> [Work to be completed] In the listing below, find the line containing "The target in" and the line containing "box: [369, 327, 508, 386]". Repeat exactly those two lines and every line between them.

Extracted data section start

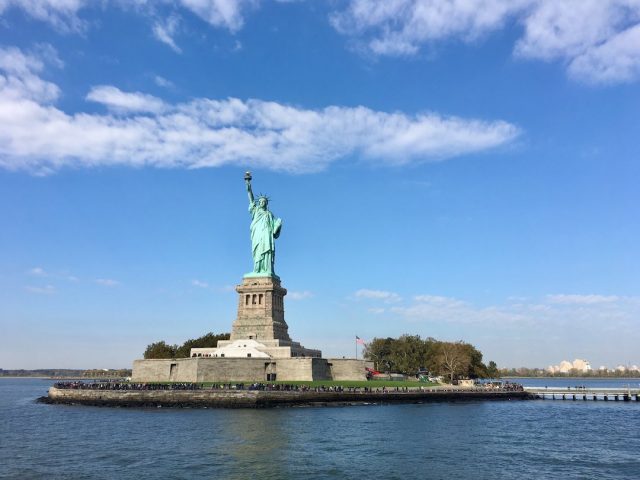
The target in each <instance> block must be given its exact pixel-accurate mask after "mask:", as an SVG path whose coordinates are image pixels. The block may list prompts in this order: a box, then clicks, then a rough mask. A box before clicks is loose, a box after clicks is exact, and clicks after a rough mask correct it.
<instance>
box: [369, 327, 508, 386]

Extracted data section end
Extracted data section start

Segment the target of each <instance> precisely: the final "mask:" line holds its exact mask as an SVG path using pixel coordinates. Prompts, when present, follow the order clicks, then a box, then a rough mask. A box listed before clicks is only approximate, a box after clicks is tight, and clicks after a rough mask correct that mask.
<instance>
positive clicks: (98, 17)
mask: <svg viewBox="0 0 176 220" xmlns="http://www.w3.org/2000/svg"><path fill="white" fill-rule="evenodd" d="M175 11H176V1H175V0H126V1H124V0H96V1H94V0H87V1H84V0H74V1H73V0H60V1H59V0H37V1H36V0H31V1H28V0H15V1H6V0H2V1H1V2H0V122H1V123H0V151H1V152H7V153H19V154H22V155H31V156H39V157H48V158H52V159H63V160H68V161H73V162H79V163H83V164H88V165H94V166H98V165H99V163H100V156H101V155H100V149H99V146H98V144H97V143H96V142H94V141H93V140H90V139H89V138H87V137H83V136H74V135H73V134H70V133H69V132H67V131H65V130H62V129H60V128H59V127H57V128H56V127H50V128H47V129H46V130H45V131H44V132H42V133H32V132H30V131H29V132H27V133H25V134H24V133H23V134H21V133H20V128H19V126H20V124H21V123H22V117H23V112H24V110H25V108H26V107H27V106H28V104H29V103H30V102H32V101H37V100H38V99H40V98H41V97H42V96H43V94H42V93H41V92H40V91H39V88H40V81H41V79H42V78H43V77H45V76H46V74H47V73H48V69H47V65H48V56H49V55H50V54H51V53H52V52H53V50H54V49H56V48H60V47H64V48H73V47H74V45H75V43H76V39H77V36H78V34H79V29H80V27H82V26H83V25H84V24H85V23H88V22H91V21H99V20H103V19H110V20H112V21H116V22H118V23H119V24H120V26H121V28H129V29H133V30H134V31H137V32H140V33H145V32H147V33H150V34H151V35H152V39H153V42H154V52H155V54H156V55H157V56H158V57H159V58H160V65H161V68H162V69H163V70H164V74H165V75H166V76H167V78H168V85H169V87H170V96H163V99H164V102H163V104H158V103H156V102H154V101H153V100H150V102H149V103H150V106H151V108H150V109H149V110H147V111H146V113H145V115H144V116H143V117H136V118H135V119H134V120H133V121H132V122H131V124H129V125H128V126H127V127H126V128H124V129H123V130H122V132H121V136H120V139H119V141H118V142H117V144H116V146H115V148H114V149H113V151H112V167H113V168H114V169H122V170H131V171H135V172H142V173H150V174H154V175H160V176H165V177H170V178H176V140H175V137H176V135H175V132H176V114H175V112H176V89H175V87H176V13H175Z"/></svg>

Extracted data section end
Extracted data section start

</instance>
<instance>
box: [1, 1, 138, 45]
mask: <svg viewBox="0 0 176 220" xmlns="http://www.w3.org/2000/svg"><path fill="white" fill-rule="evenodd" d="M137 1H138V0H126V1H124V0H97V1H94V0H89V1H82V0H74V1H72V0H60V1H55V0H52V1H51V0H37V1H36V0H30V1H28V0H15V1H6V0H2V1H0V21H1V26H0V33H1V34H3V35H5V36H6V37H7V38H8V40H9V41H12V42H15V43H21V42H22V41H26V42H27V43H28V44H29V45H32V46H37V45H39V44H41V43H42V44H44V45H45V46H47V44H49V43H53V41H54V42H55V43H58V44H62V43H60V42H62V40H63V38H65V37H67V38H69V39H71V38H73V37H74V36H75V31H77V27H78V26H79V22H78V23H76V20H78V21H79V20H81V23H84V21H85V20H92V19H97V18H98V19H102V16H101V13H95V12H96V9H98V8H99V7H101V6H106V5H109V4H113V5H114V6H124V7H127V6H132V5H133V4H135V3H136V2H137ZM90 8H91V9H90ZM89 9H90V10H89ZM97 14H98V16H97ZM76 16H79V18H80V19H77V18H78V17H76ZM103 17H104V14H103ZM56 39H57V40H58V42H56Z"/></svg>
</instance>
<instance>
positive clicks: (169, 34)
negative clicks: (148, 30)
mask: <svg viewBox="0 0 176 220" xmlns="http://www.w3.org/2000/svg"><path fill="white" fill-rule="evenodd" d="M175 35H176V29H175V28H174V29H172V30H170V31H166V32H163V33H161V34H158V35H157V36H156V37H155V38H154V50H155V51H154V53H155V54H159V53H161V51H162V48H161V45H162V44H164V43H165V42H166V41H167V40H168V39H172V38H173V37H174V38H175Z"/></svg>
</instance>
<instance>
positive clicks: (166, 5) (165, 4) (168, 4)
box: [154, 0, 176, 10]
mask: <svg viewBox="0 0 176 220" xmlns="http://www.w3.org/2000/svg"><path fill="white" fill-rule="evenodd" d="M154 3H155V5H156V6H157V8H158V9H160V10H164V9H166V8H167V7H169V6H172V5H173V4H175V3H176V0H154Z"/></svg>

Extracted data section end

> [Response to the task]
The target in each <instance> block must be given its exact pixel-accurate mask after "mask:", as an SVG path whose coordinates are image pixels. The block may list prompts in this order: a box, then clicks, then a rough mask. A box before clicks is loose, a box after clicks is exact, and clicks after a rough mask correct it.
<instance>
box: [369, 327, 508, 386]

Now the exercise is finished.